> Given problem: Write out, please, the line containing "the woven basket" together with all lines after it, up to and including the last one, with no other output.

> Extracted data:
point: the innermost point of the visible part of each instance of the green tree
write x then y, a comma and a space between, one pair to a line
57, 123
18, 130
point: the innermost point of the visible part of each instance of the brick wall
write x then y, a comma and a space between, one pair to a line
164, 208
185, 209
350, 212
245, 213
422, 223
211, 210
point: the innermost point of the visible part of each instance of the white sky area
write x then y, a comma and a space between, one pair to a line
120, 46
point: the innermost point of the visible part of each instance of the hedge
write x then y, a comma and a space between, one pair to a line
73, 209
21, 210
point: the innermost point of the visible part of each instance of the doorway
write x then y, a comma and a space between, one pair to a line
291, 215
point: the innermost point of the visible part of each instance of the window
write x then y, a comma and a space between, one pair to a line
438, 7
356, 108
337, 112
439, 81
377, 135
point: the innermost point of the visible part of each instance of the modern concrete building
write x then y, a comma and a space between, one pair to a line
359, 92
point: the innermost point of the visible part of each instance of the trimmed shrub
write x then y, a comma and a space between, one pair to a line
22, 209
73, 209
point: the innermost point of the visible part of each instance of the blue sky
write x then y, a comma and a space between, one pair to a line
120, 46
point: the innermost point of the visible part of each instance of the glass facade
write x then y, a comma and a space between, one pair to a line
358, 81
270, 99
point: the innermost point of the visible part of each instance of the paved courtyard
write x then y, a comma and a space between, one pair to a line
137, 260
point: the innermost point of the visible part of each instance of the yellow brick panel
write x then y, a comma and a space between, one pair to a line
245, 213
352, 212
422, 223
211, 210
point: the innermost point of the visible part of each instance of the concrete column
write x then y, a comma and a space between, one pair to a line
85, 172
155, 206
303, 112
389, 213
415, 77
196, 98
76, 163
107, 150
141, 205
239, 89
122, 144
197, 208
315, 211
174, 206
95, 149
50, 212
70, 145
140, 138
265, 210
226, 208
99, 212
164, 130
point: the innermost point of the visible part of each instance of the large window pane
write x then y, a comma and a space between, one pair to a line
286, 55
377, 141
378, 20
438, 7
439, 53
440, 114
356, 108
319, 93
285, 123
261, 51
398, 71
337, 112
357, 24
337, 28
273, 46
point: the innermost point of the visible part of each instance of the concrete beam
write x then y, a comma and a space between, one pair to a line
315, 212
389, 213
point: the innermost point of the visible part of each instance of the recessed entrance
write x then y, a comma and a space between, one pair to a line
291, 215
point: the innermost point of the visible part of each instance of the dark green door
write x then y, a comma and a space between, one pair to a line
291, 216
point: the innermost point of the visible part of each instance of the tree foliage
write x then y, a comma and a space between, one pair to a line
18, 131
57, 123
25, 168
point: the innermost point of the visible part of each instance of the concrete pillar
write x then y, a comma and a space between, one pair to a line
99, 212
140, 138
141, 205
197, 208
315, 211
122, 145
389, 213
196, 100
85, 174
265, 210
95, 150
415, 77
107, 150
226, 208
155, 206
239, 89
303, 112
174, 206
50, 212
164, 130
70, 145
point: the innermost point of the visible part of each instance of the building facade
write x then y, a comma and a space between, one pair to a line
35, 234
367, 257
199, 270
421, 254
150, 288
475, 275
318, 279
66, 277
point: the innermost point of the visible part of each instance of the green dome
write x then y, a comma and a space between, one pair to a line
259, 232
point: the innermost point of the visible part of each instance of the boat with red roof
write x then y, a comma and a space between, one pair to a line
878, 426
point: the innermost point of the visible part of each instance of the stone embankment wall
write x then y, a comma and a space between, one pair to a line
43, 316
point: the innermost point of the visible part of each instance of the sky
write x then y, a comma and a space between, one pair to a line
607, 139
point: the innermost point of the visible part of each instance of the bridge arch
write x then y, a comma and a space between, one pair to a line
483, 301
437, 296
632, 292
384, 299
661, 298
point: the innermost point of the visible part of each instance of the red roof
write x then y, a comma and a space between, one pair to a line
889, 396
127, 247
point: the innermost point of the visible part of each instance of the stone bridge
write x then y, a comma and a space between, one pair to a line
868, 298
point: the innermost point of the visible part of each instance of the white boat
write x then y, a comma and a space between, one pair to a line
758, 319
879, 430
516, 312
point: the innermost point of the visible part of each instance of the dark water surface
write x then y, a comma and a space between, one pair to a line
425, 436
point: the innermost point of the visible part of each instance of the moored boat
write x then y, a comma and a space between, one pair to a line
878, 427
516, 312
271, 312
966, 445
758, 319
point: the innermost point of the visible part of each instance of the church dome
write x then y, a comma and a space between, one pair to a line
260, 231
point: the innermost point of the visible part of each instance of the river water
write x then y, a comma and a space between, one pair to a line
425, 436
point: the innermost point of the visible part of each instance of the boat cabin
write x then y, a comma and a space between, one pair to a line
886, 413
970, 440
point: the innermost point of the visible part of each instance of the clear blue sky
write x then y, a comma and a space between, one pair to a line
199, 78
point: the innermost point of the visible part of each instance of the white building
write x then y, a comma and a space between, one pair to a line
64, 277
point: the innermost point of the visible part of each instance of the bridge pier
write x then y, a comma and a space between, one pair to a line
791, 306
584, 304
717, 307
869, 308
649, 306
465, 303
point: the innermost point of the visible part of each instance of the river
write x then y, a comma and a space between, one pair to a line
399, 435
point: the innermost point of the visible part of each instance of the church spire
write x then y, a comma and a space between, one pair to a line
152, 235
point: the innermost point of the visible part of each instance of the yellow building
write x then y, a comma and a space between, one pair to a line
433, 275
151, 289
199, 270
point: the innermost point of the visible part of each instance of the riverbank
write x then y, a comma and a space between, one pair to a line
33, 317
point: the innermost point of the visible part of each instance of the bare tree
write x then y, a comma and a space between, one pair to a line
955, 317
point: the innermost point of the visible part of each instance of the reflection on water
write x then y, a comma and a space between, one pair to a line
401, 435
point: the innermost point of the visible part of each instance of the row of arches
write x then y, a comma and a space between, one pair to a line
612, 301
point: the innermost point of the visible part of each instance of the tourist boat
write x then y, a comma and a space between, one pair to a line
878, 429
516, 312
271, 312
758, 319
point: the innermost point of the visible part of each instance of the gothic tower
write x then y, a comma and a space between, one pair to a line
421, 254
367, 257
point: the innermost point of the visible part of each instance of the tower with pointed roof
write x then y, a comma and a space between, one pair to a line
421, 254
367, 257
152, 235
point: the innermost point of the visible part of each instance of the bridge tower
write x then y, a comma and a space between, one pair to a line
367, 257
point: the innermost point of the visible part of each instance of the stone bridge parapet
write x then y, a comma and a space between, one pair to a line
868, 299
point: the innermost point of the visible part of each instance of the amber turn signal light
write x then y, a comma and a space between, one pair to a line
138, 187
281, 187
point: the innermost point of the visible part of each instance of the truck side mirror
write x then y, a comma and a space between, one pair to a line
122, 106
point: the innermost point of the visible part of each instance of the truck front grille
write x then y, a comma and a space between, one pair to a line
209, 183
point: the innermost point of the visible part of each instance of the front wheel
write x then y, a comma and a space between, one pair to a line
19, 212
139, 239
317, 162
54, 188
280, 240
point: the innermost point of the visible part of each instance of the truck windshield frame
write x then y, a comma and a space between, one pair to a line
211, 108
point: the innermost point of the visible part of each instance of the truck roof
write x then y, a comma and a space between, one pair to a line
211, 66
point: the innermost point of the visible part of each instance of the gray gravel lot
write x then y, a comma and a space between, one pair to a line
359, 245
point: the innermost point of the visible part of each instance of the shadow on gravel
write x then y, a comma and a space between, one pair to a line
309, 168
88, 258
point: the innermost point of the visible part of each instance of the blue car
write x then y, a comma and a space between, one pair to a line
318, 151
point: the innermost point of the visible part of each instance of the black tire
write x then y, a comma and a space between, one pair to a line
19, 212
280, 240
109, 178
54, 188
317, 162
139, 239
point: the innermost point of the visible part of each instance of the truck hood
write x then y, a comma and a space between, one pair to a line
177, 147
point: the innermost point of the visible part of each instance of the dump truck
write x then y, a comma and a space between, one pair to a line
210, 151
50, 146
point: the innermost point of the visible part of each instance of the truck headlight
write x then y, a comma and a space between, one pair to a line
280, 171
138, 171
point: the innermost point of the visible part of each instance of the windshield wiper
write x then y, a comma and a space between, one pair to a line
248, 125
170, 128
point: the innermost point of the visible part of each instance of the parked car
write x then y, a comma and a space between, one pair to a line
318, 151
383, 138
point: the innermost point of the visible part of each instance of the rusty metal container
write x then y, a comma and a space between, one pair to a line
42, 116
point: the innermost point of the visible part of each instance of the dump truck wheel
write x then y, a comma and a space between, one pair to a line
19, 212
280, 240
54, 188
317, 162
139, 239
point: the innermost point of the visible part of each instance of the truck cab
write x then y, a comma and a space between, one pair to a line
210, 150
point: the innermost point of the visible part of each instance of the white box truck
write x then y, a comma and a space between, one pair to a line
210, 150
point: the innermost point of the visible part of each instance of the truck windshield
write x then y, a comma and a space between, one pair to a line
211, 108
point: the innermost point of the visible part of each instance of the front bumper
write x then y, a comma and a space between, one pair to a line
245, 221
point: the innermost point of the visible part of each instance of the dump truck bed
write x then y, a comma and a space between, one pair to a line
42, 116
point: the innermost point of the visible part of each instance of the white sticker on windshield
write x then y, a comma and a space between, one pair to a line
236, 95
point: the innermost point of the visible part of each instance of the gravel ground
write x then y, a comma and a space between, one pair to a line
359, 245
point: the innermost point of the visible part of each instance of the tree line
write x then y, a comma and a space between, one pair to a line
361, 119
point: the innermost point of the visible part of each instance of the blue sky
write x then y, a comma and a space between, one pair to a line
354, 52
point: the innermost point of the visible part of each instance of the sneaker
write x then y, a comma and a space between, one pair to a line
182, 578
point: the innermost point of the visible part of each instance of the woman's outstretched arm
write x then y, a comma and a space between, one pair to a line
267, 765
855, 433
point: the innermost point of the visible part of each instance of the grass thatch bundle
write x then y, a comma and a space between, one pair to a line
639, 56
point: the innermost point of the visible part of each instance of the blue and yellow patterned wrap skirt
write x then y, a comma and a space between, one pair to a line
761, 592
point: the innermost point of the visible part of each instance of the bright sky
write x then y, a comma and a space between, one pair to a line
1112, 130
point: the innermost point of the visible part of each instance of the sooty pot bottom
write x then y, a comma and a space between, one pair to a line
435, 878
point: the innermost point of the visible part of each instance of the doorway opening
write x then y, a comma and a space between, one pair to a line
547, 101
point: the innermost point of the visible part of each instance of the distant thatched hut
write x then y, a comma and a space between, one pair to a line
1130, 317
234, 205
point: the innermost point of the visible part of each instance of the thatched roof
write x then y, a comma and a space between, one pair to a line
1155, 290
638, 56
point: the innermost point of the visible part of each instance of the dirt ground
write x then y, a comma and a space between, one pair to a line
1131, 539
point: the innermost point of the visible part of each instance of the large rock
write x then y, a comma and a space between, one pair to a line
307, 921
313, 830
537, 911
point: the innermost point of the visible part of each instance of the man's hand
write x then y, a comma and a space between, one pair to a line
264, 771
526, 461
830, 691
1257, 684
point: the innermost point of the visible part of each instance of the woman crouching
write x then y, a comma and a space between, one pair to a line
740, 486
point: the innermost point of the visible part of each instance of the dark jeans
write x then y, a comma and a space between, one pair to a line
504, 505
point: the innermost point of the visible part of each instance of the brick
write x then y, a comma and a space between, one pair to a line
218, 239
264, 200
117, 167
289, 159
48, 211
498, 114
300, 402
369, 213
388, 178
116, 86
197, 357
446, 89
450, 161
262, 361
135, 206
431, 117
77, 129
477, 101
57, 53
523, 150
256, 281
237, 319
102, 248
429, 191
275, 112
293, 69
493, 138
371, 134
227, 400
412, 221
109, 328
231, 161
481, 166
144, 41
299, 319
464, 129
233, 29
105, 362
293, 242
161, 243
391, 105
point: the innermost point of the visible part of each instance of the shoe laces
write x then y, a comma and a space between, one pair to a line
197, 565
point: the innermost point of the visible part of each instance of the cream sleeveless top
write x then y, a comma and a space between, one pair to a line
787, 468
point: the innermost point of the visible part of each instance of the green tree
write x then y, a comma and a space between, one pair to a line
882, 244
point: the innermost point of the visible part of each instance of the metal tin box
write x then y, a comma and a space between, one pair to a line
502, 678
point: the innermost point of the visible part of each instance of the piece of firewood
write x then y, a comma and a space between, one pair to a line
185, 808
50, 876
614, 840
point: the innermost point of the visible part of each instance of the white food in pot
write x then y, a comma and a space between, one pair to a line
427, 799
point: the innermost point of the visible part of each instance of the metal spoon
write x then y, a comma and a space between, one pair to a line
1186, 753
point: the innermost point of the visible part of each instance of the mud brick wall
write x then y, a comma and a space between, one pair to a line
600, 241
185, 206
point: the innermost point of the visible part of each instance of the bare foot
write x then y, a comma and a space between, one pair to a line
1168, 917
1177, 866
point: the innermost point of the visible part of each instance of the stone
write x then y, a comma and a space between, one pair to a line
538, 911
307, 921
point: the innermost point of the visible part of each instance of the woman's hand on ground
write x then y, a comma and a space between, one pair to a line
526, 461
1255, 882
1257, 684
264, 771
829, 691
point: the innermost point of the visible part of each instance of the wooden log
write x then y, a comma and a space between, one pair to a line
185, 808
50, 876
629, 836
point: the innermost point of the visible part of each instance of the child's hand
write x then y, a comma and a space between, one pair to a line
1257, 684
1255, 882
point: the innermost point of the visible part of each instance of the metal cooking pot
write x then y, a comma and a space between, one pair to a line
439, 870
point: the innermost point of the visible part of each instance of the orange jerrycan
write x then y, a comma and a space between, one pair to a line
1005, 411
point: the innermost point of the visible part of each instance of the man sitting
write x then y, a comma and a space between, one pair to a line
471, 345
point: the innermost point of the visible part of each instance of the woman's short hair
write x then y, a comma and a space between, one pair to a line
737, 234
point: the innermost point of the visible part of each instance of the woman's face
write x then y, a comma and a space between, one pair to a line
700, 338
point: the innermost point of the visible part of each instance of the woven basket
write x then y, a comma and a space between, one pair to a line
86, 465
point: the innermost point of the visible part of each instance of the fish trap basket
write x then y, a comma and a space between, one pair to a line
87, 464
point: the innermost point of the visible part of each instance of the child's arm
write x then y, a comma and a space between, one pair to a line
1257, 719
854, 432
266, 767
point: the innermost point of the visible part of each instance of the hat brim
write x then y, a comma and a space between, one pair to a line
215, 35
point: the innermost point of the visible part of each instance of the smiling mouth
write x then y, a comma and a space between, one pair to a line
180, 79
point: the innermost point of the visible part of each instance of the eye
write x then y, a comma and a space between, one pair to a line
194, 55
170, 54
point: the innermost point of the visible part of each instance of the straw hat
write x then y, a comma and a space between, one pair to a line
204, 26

> Response:
point: the innermost point of the visible part of each instance of the woven basket
write x then y, a comma and a space between, one pair to a line
86, 465
point: the innermost point of the visible part of each instance of the fish trap basket
write x then y, a comma and a space between, one pair to a line
87, 464
point: the innermost point of the visible part of each instance of the child's arm
write x then y, a comma and a space between, one pair to a line
1257, 719
854, 432
266, 767
point: the innermost point of the visible part of each instance of the hat brim
write x then y, a comma and a space between, one pair to a line
215, 35
point: the innermost point of the visible part of each instance of the smiling mouth
write x then y, a comma and a space between, one pair to a line
180, 79
point: the innermost point of the visible part of each instance of the eye
write x then y, a comma and a space between, one pair to a line
194, 55
170, 54
point: the innermost point of the visible part of each instance of the straw hat
write x then y, a comma and a space between, one pair to a line
204, 26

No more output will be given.